+++ RECORDS

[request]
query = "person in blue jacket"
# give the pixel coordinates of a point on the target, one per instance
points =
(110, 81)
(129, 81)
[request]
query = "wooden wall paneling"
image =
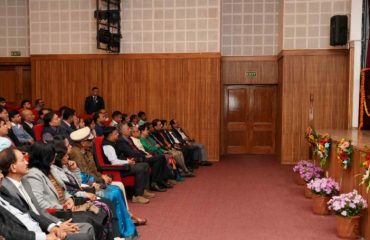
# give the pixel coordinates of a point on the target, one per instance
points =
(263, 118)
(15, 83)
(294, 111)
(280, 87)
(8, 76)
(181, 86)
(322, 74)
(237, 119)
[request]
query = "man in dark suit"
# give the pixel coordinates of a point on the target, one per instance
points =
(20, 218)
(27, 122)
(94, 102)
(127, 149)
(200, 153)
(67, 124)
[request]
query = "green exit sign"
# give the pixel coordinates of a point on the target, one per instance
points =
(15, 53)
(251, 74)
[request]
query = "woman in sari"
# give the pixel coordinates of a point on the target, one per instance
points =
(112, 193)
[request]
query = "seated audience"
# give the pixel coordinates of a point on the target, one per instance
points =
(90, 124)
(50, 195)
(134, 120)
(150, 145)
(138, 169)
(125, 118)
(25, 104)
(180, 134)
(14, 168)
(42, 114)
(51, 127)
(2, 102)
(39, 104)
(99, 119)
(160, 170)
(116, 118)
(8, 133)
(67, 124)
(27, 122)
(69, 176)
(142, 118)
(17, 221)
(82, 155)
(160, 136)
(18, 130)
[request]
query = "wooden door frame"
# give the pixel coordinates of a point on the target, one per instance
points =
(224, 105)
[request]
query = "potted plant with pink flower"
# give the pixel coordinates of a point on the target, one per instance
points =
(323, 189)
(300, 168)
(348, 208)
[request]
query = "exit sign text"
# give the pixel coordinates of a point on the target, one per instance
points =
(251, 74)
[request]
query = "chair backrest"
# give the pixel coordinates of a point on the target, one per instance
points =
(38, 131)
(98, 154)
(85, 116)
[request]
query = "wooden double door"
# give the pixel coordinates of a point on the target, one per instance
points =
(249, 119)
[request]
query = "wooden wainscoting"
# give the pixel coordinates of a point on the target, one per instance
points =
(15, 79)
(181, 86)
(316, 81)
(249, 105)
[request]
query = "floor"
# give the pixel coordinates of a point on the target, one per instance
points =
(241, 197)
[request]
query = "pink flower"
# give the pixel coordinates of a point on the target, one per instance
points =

++++++
+++ RECORDS

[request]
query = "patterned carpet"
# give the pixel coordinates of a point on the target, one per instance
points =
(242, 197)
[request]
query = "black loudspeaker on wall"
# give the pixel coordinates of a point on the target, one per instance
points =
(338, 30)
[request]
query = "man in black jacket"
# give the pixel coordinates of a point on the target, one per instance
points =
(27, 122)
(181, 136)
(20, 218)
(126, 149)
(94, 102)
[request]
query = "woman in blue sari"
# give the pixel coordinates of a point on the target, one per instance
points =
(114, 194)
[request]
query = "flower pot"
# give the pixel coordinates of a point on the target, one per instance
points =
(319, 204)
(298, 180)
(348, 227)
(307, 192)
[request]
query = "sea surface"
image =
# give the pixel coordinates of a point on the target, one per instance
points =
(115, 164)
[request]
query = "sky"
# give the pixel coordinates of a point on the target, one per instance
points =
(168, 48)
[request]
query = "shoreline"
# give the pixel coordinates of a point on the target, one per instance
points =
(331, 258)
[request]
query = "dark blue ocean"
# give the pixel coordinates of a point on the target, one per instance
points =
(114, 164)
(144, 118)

++++++

# OBJECTIVE:
Pick out every line in the entries above that contains the word "sari" and copy each of those lines.

# SOLUTION TO THIS PROBLEM:
query = "woman in sari"
query = "woman in blue sari"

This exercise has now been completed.